══ Teks yang Disediakan
10 + 1 Alasan untuk Tidak Kawin
       by Ayu Utami

       Inilah sebelas alasan kenapa tidak menikah adalah sikap politik
saya,
 dan karenanya saya tidak layak diundang oleh Jeremy Thomas sebagai tamunya
 dalam Love & Life

       1      Memangnya harus menikah?

       2      Tidak merasa perlu

       3      Tidak peduli

       4      Amat peduli. Jika di satu sisi saya mudah dianggap tidak
 peduli pada nilai yang dipercaya ibu saya, di sisi lain saya sesungguhnya
 amat peduli.Awalnya sederhana saja. Sejak kecil saya melihat masyarakat
 mengagungkan pernikahan. Ironisnya, dongeng Cinderella, Putri Salju, Putri
Tidur,
 Pretty Woman tamat pada upacara, tukar cincin, dentang lonceng, atau
 ciuman di balkon. Artinya, tidak ada dongeng tentang perkawinan itu
sendiri.
════
══ Cuplikan Data
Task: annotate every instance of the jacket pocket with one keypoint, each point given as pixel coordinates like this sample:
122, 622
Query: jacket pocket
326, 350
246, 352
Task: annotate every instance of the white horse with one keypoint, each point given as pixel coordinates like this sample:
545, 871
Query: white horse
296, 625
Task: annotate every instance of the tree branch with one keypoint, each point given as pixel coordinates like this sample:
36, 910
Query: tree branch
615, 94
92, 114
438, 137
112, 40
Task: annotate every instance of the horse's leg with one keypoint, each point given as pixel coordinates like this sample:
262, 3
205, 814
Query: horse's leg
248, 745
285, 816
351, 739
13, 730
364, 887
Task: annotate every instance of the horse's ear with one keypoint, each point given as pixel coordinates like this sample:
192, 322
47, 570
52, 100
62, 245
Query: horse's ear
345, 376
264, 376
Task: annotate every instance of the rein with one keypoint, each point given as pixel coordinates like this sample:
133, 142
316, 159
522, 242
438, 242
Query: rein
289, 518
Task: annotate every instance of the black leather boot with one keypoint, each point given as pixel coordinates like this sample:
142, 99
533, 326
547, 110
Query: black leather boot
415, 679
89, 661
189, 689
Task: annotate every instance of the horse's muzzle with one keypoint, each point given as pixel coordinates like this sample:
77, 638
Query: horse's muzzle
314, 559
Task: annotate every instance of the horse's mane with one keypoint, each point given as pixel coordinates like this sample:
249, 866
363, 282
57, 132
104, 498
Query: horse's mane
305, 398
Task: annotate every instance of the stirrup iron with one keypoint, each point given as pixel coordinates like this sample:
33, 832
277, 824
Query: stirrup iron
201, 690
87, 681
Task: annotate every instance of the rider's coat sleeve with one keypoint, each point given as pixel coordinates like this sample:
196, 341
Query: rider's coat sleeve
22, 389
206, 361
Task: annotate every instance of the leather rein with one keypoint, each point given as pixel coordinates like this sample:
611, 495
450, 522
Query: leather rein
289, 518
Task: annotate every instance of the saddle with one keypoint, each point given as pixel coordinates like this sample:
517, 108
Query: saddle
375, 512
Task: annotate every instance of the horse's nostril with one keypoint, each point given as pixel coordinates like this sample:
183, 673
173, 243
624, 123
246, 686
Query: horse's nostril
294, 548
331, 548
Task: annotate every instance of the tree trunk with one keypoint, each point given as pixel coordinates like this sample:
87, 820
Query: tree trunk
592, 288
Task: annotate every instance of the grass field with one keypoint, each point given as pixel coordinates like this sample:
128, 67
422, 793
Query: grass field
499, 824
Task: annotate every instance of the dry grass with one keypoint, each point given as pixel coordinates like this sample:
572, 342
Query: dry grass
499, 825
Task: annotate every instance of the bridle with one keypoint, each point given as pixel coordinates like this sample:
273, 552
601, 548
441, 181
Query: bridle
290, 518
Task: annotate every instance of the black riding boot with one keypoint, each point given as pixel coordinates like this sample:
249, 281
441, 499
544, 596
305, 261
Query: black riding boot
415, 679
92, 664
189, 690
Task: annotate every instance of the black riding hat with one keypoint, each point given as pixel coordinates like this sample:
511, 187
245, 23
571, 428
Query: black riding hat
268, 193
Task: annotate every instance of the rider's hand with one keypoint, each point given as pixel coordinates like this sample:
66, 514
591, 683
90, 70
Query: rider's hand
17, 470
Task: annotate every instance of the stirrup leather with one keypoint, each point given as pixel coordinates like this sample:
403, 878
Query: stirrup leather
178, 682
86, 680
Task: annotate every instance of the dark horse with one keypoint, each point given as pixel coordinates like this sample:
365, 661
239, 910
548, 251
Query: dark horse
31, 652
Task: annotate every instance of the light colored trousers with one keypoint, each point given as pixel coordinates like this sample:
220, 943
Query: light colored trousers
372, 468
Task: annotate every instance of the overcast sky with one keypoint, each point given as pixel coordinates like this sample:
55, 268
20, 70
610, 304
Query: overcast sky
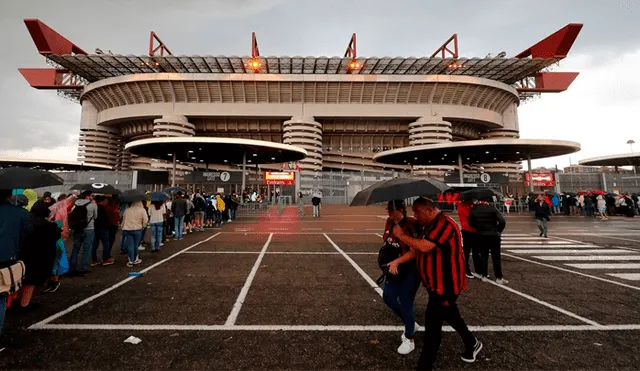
601, 110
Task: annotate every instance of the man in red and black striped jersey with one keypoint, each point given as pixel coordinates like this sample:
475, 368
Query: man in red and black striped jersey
════
Soal yang Diberikan: Lanjutkan teks tentang alasan untuk tidak menikah, dimulai setelah kalimat terakhir yang ditampilkan. Materi ini diambil dari sumber lain.

Hasil Tugas:
 Sesungguhnya pada titik dongeng berhenti, seorang enak diperkenalkan pada
 yang realistis. Yang tidak diceritakan itu. Yaitu, bahwa pernikahan tidak
 ideal. Selain kasih sayang, juga ada kebosanan, penyelewengan, pemukulan.
 Tetapi itu tabu dibicarakan. Sebaliknya, masyarakat mereproduksi terus
 nilai yang mengagungkan pernikahan. Mereka menempatkan jodoh sebagai titik

 nadir sejajar dengan kelahiran dan kematian. Suatu proses yang wajib
 dilalui manusia. Seolah-olah alamiah, bahkan kodrati. Barangkali
 percintaan memang amat romantis sehingga orang, misalnya saya dan pacar
 saya kalau lagi jatuh cinta, suka berkhayal bahwa kami dipersatukan oleh
 malaikat (tentu khayalan ini berakhir bersama selesainya hubungan).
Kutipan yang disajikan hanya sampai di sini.